> **WHAT NEEDS TO BE DONE**
Below are the records. Retype exactly the lines between the lines holding "of the sandy" and "the man's bare", inclusive.

[EXERCISE DATA Boundary: Start]

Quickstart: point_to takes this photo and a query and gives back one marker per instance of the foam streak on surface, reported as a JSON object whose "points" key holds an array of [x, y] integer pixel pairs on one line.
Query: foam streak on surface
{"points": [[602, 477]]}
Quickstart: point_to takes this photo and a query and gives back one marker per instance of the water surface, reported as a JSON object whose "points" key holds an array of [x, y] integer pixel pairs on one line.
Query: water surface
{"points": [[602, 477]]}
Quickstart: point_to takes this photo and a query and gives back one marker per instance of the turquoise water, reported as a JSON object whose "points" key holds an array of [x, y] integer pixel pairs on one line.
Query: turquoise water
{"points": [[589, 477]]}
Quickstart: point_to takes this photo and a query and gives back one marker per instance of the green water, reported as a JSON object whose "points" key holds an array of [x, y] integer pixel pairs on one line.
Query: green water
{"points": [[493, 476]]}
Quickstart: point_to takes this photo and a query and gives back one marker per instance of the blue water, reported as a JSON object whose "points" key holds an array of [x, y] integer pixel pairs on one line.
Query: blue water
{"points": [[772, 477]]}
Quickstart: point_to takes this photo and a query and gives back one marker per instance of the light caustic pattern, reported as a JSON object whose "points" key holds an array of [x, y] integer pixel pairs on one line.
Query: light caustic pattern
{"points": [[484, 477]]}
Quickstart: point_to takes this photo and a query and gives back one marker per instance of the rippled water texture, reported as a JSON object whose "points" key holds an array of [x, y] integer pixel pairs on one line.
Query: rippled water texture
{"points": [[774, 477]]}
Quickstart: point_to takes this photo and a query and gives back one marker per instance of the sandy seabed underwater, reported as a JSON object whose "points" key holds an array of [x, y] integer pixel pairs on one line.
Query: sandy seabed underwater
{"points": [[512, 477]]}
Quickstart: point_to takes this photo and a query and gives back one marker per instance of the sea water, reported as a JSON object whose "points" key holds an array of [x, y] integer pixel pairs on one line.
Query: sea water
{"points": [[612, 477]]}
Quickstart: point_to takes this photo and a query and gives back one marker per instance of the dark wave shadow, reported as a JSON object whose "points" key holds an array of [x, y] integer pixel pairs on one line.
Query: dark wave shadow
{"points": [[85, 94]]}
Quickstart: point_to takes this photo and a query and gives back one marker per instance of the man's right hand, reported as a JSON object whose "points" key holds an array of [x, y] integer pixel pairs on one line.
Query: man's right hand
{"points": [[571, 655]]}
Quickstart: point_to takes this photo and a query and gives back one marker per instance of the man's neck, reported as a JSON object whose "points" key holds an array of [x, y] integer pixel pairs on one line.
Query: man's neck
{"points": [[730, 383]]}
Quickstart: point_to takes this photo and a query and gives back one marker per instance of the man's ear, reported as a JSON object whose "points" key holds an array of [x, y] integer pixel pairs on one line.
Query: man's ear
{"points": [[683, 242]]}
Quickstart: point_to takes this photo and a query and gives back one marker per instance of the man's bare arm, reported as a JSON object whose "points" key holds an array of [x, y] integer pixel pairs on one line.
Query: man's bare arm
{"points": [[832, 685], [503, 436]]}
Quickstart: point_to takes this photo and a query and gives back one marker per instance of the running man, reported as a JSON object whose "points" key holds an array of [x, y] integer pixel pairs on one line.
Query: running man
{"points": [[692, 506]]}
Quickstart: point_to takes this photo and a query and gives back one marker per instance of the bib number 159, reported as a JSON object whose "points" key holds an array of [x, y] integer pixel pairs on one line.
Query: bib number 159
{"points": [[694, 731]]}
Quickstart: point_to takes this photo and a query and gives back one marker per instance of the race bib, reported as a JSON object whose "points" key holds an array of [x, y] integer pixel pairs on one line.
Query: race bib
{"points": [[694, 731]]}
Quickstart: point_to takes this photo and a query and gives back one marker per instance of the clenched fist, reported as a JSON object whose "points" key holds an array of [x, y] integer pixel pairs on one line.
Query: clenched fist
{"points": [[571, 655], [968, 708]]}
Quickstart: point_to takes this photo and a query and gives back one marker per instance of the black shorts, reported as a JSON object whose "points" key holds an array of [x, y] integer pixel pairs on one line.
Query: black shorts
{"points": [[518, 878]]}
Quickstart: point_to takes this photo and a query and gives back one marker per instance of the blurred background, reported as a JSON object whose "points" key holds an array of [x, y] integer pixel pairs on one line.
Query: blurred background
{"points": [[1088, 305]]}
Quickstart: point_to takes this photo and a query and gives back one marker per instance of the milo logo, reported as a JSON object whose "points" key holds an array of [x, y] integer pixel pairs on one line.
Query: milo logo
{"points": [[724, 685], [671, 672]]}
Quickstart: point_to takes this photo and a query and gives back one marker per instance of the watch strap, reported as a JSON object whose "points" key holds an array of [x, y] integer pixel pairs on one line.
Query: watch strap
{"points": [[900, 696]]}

[EXERCISE DATA Boundary: End]

> **EXERCISE RESPONSE**
Quickstart: point_to takes this photo and a query and gives back one marker per instance of the sandy seabed underwater, reported as a JSON object whose "points" key holds an array of [x, y] integer pixel pairs on one line.
Query: sandy seabed underwater
{"points": [[512, 477]]}
Quickstart: point_to takes this photo and a query and gives back one marker per instance of the sea water, reported as a JSON object whose "points" key holds an array of [x, y] integer pixel pairs on one line.
Query: sea water
{"points": [[612, 477]]}
Quickstart: point_to takes this photo and a query and gives back one marker per instance of the dark wave shadow, reported as a JSON object whose "points" key holds an array of [x, y] integer pixel pairs on one line.
Query: dark wave shadow
{"points": [[85, 94]]}
Quickstart: point_to takes this photo and a query and gives back one marker per instance of the man's right hand, reported as a JSON object whose "points" key holds an array of [x, y] integer pixel pairs on one line.
Query: man's right hand
{"points": [[571, 655]]}
Quickstart: point_to takes this photo and a query and gives back one marker per instance of the man's neck, reported as a JSON object whose "points" key holds an array of [x, y] integer pixel pairs on one line.
Query: man's neck
{"points": [[730, 383]]}
Quickstart: point_to takes this photo and a query and gives back one marker per instance of the man's ear, reported as a JSON object whose "points" key holds an array of [x, y] integer pixel pairs on one line.
Query: man's ear
{"points": [[683, 242]]}
Quickstart: point_to takes this photo and a query and gives back one marker per instance of the man's bare arm, reported as a JSON object whose "points" key holds an array of [x, y] integer pixel pairs on one line.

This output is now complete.